Required work: Copy out each line of the data that holds the string "below".

Image-grounded pointing data

--------------------------------------------------

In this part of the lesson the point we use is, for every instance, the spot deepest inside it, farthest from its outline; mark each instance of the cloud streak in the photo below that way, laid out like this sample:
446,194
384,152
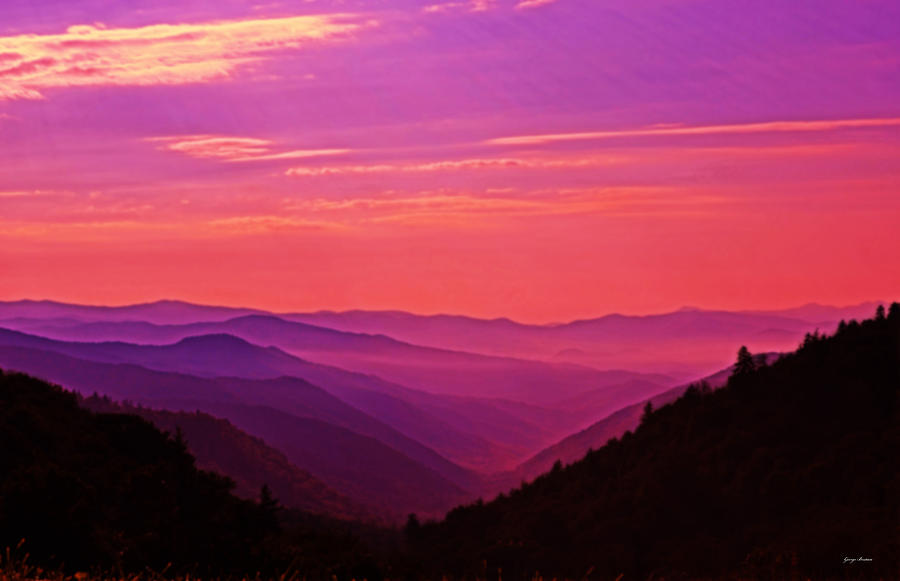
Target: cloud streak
236,149
455,165
678,130
162,54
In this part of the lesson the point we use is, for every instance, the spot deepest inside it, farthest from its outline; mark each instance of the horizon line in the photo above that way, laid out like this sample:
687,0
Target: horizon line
259,310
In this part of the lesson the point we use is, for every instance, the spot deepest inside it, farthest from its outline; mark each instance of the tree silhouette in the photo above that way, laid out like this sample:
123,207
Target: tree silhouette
745,364
648,411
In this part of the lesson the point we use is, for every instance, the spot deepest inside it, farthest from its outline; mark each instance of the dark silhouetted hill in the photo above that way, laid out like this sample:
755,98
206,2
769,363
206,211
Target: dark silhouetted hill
220,447
781,474
317,432
108,490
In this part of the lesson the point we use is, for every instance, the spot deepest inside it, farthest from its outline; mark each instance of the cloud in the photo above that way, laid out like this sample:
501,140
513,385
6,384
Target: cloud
236,149
162,54
675,130
533,3
455,165
19,194
468,6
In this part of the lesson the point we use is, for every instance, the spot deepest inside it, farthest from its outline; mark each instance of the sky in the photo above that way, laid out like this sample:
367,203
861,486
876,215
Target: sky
543,160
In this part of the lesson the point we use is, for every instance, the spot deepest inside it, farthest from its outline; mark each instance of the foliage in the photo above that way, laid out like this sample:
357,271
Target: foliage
785,471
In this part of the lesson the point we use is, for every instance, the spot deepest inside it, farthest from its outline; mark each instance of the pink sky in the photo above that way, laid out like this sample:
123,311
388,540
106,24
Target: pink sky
542,160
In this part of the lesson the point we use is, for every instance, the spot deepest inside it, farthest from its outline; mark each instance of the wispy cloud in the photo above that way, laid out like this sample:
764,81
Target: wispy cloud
163,54
19,194
467,6
676,130
236,149
455,165
523,4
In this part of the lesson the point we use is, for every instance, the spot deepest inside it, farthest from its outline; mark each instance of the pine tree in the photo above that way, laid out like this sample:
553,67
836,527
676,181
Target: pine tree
745,363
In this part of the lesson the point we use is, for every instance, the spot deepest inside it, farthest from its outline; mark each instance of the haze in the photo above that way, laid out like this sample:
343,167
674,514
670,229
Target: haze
537,159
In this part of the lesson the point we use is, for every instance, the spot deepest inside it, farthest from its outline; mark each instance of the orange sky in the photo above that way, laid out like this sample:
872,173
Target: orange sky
460,158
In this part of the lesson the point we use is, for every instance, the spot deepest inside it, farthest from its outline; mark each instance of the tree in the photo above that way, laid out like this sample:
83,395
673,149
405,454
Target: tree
648,411
413,527
745,364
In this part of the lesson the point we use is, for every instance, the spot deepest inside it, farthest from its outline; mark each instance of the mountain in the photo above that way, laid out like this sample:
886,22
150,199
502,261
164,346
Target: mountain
450,426
575,446
220,447
317,432
90,490
783,473
686,343
428,369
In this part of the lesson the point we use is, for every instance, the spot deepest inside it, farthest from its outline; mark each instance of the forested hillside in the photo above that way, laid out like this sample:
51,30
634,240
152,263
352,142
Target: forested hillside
787,470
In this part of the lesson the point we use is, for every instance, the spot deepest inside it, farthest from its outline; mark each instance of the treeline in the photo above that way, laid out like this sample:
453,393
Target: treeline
786,471
110,492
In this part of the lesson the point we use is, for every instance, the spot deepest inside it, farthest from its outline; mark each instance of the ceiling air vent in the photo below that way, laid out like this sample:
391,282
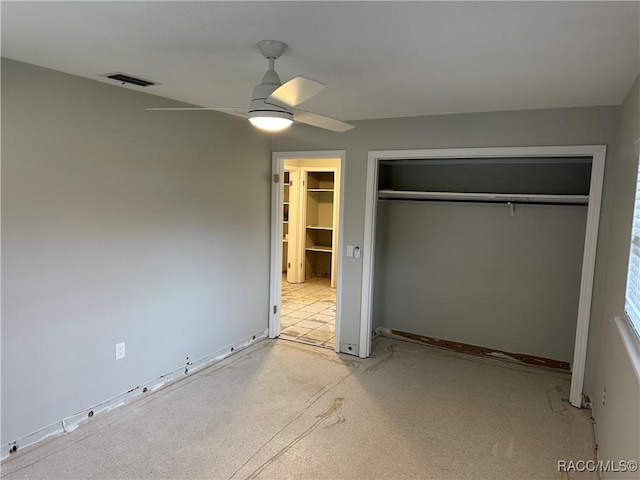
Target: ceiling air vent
124,78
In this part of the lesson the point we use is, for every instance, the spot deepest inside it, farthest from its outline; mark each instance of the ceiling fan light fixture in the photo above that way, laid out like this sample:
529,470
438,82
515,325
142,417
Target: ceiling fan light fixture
271,121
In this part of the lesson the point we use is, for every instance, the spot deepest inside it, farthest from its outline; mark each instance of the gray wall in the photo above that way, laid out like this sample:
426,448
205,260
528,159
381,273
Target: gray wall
120,225
472,273
618,420
569,126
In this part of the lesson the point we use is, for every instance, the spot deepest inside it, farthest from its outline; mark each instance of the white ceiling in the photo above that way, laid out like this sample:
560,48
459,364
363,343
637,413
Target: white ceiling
378,59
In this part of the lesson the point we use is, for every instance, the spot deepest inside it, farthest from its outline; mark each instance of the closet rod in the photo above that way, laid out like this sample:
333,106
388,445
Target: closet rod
484,197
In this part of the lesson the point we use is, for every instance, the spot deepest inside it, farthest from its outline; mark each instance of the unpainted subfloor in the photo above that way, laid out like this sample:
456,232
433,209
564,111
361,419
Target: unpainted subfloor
285,410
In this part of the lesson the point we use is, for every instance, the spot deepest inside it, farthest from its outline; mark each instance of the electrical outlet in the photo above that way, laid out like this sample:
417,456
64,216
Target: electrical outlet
120,350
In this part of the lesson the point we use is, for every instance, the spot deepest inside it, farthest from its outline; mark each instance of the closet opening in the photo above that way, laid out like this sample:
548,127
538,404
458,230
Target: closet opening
306,211
489,251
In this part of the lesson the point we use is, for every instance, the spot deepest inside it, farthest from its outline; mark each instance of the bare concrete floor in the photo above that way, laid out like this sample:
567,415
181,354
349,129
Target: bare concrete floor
285,410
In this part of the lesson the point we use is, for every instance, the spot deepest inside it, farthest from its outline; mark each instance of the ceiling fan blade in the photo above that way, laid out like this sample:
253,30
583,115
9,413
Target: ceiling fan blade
320,121
239,111
296,91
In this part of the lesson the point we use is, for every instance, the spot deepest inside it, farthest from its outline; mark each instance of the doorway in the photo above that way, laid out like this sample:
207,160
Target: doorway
306,214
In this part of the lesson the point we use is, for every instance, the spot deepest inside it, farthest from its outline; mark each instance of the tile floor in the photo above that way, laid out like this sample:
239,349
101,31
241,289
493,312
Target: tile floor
309,312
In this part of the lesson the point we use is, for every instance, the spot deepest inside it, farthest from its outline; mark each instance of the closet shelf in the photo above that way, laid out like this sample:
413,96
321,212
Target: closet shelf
318,227
318,248
484,197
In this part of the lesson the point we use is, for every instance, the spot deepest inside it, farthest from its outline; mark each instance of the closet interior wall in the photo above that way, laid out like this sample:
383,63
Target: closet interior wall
482,273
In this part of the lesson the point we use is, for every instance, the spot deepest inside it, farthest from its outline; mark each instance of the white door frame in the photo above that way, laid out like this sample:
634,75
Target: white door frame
275,295
596,152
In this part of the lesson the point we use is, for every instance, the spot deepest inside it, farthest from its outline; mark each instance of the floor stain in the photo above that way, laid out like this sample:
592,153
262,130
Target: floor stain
333,409
392,349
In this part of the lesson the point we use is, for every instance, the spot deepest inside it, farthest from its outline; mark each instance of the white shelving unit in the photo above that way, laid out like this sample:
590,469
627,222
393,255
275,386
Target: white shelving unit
319,220
483,197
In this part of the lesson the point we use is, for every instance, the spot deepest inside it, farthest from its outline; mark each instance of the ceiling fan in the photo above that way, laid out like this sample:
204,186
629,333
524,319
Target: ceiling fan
272,102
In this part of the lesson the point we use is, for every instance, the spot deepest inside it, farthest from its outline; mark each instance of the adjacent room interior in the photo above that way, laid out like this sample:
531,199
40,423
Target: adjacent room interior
186,295
310,229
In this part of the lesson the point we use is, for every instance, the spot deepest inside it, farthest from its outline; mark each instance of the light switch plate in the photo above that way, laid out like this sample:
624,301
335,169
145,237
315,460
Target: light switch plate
120,350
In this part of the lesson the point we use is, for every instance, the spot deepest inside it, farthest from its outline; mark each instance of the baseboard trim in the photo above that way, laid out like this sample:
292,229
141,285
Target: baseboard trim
70,423
477,350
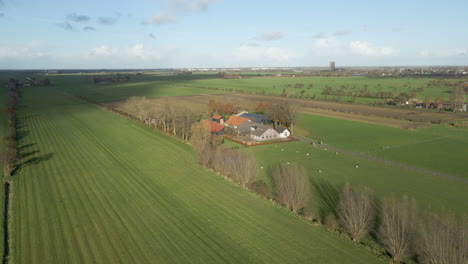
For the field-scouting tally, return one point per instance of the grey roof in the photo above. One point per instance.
(280, 129)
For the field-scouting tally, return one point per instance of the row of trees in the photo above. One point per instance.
(220, 108)
(177, 121)
(433, 238)
(238, 166)
(10, 154)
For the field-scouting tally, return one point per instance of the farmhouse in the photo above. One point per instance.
(257, 131)
(256, 118)
(282, 132)
(214, 128)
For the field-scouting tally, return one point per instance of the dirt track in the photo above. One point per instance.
(386, 116)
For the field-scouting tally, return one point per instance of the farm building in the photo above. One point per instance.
(282, 132)
(215, 128)
(256, 118)
(235, 121)
(218, 119)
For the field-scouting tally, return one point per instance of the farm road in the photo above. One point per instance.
(308, 141)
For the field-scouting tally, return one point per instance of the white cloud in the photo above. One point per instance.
(32, 49)
(270, 36)
(193, 5)
(139, 51)
(334, 46)
(161, 18)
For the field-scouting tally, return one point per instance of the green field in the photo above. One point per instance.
(157, 85)
(276, 85)
(97, 188)
(145, 85)
(337, 169)
(442, 149)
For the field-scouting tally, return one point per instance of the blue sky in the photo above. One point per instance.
(38, 34)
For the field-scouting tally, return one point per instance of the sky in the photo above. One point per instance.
(90, 34)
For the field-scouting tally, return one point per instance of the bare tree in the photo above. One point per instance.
(443, 240)
(355, 212)
(283, 112)
(186, 120)
(291, 185)
(398, 228)
(202, 143)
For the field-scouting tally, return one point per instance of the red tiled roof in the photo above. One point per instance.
(214, 127)
(236, 120)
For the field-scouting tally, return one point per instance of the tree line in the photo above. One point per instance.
(399, 229)
(177, 121)
(10, 155)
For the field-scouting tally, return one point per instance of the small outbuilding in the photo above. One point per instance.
(218, 119)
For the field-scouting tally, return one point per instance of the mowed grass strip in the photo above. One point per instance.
(102, 189)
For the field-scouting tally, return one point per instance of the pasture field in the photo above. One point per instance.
(144, 85)
(98, 188)
(337, 169)
(443, 149)
(275, 86)
(3, 126)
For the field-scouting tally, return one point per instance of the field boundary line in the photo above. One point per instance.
(433, 173)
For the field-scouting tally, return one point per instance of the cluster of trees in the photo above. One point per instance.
(362, 92)
(291, 186)
(238, 166)
(220, 108)
(10, 155)
(283, 113)
(177, 121)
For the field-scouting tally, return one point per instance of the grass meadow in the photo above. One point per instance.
(437, 148)
(97, 188)
(275, 86)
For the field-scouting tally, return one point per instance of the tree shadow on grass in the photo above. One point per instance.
(328, 196)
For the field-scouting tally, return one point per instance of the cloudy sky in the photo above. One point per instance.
(38, 34)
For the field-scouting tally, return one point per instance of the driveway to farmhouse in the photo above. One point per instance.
(315, 143)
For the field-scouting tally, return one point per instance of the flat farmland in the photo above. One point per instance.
(97, 188)
(145, 85)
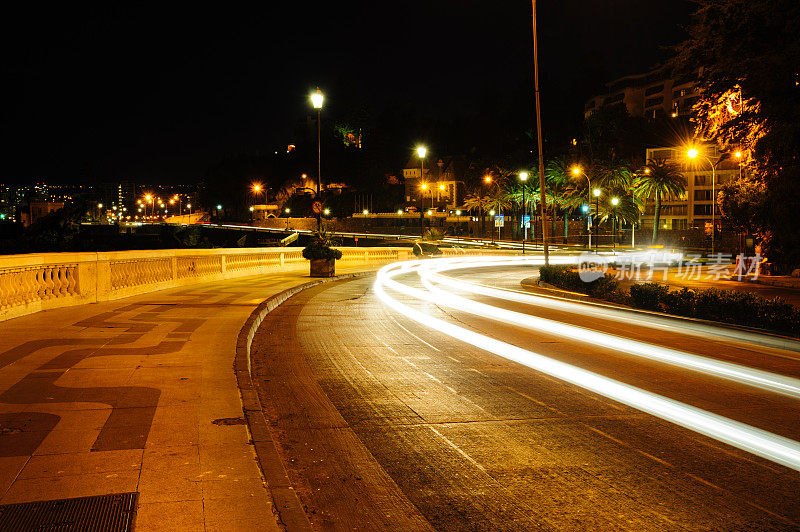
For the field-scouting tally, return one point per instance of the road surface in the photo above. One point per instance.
(386, 423)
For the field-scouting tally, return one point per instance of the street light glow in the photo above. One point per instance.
(317, 98)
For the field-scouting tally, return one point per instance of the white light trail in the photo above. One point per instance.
(735, 372)
(640, 318)
(740, 435)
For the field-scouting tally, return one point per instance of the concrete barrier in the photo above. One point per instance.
(33, 282)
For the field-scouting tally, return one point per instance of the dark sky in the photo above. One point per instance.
(158, 94)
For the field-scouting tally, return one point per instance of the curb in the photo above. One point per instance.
(289, 509)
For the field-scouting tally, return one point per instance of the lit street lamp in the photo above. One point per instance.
(421, 152)
(316, 101)
(523, 176)
(693, 153)
(614, 203)
(597, 193)
(577, 170)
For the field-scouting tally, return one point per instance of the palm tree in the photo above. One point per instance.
(478, 199)
(661, 179)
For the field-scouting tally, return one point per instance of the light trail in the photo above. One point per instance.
(740, 435)
(640, 318)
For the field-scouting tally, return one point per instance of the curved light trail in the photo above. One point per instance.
(753, 440)
(641, 318)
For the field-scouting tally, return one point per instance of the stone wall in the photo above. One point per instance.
(34, 282)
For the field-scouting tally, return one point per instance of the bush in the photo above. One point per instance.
(680, 302)
(649, 296)
(567, 277)
(319, 251)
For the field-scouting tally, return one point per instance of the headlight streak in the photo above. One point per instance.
(742, 436)
(644, 319)
(726, 370)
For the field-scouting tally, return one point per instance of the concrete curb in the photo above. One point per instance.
(290, 512)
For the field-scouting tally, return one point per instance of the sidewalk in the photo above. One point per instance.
(137, 395)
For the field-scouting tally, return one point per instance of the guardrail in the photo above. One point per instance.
(34, 282)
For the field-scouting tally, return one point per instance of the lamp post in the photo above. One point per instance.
(693, 153)
(316, 100)
(523, 176)
(614, 203)
(576, 170)
(421, 152)
(596, 193)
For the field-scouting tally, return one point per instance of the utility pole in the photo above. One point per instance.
(539, 134)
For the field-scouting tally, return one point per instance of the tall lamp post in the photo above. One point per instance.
(421, 152)
(523, 176)
(693, 153)
(614, 203)
(576, 170)
(316, 101)
(596, 193)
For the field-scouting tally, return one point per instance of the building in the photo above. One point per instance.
(693, 208)
(442, 186)
(654, 94)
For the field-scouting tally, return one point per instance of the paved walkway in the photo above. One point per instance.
(137, 395)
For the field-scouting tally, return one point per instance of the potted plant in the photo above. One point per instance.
(321, 255)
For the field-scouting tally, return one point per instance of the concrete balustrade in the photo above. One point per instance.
(34, 282)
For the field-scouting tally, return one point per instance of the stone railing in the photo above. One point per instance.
(30, 283)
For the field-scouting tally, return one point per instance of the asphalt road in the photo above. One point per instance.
(384, 423)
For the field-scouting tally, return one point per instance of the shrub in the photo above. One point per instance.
(567, 278)
(680, 302)
(648, 296)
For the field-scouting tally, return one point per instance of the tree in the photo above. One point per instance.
(660, 180)
(748, 52)
(478, 199)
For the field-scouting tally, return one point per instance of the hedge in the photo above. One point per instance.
(727, 306)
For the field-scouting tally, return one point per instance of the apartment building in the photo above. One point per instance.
(693, 208)
(654, 94)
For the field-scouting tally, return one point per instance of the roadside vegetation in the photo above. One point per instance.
(726, 306)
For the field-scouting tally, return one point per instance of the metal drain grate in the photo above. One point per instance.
(112, 513)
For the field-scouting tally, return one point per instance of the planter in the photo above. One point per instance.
(323, 267)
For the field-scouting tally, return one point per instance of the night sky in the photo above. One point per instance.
(160, 94)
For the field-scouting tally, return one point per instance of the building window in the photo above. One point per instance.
(650, 102)
(702, 210)
(702, 180)
(702, 195)
(654, 90)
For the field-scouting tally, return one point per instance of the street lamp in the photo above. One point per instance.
(577, 170)
(614, 203)
(523, 176)
(693, 153)
(421, 152)
(316, 101)
(597, 193)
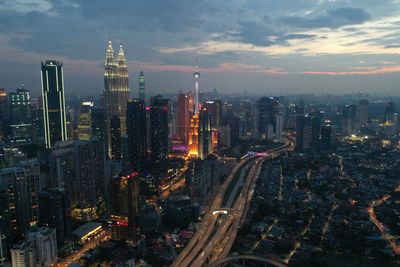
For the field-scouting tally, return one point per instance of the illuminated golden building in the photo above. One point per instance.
(193, 145)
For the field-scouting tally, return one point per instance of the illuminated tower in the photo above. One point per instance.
(55, 122)
(196, 75)
(116, 88)
(142, 93)
(193, 143)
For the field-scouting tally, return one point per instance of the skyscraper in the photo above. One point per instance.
(116, 89)
(124, 205)
(303, 132)
(205, 144)
(54, 212)
(136, 130)
(20, 116)
(184, 116)
(196, 75)
(3, 113)
(193, 142)
(115, 138)
(363, 112)
(55, 122)
(98, 122)
(85, 121)
(79, 168)
(159, 134)
(13, 180)
(142, 87)
(214, 108)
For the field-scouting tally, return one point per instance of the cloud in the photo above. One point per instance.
(358, 71)
(335, 18)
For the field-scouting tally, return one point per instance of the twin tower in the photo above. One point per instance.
(116, 86)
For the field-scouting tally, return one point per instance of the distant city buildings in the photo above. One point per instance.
(54, 113)
(116, 90)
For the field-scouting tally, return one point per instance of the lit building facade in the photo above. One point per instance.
(142, 87)
(20, 117)
(124, 205)
(136, 130)
(116, 89)
(85, 121)
(55, 122)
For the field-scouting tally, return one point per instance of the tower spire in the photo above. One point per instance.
(196, 75)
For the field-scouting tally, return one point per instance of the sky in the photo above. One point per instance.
(261, 47)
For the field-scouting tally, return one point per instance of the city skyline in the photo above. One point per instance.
(258, 47)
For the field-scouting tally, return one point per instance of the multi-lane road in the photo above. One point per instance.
(220, 224)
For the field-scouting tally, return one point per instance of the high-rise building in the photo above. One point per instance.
(115, 138)
(204, 136)
(44, 241)
(55, 122)
(85, 121)
(363, 112)
(142, 87)
(32, 177)
(124, 205)
(390, 111)
(315, 124)
(214, 108)
(349, 119)
(116, 89)
(13, 181)
(159, 134)
(3, 113)
(279, 120)
(326, 137)
(54, 213)
(23, 255)
(184, 116)
(98, 122)
(266, 110)
(136, 130)
(20, 120)
(79, 168)
(6, 235)
(193, 142)
(303, 132)
(196, 76)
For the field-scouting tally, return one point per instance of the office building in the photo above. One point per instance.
(115, 138)
(204, 136)
(363, 113)
(32, 177)
(23, 254)
(20, 120)
(142, 87)
(98, 122)
(214, 108)
(85, 121)
(54, 213)
(55, 122)
(326, 138)
(3, 113)
(184, 116)
(13, 181)
(136, 130)
(44, 242)
(159, 134)
(303, 132)
(116, 90)
(79, 168)
(124, 205)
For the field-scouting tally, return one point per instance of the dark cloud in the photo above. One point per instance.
(333, 19)
(256, 33)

--------------------------------------------------

Result of this exercise:
In this part of the lesson the point we use is, for every instance, the spot deepest inside it, farthest from its outline; mark each instance of the cloud streak in the photo below that way, laid out like this sample:
In this part of the lesson the point we use is, for every instance, the spot deepest inside it, farthest from its outline; mark each instance of the ceiling air vent in the photo below that way, laid out like this sample:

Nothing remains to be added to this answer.